During these years the Center has hosted a number of national and international visiting scholars, conducting independent research, participating in the PRG on the Emotions project, presenting papers, seminars, and conferences and working on translations. In most cases, scholars and visiting fellows who visit the Center have sourced their own funding. Some fellows have received financial support from SIU’s College of Liberal Arts in the form of a Graduate Assistantship (50%).

Note: Underlined names link to individual pages with additional information on the scholar.

The placement record for past PRC members can be accessed here.

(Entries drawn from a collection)
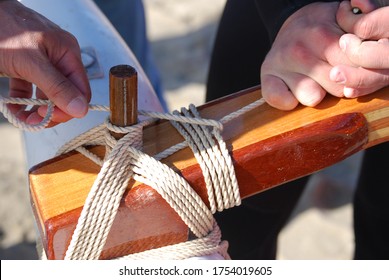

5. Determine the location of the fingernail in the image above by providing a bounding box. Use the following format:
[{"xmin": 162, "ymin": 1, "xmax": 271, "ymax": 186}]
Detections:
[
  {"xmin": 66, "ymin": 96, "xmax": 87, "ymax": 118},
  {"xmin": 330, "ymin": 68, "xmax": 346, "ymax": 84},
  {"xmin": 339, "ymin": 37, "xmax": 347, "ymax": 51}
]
* * *
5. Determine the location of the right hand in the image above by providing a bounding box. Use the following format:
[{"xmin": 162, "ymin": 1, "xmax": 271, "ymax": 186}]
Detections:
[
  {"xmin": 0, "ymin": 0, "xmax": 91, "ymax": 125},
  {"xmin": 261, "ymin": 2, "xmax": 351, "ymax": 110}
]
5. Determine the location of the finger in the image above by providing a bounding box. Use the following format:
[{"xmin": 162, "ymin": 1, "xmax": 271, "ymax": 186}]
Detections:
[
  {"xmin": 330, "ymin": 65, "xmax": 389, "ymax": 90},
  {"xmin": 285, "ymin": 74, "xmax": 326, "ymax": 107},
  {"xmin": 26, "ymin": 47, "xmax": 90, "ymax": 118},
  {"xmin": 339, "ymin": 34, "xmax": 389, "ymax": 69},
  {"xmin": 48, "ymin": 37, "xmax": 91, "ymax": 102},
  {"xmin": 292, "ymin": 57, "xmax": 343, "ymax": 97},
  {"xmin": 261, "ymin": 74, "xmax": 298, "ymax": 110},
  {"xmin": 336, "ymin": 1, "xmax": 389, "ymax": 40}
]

(Actions to take)
**A)** For the passage on the Center's visiting scholars, state whether each statement agrees with it, and support each verdict with the deciding words from the passage: (i) most scholars and visiting fellows at the Center have sourced their own funding; (ii) every fellow receives a full Graduate Assistantship from SIU's College of Liberal Arts; (iii) underlined names link to individual pages with more information on the scholar.
**B)** Report every line of the rows that contains the string "location".
The passage and the rows come from separate, unrelated sources.

(The results)
**A)**
(i) Yes: "In most cases, scholars and visiting fellows who visit the Center have sourced their own funding."
(ii) No: "Some fellows have received financial support from SIU’s College of Liberal Arts in the form of a Graduate Assistantship (50%)."
(iii) Yes: "Underlined names link to individual pages with additional information on the scholar."

**B)**
5. Determine the location of the fingernail in the image above by providing a bounding box. Use the following format:
5. Determine the location of the right hand in the image above by providing a bounding box. Use the following format:
5. Determine the location of the finger in the image above by providing a bounding box. Use the following format:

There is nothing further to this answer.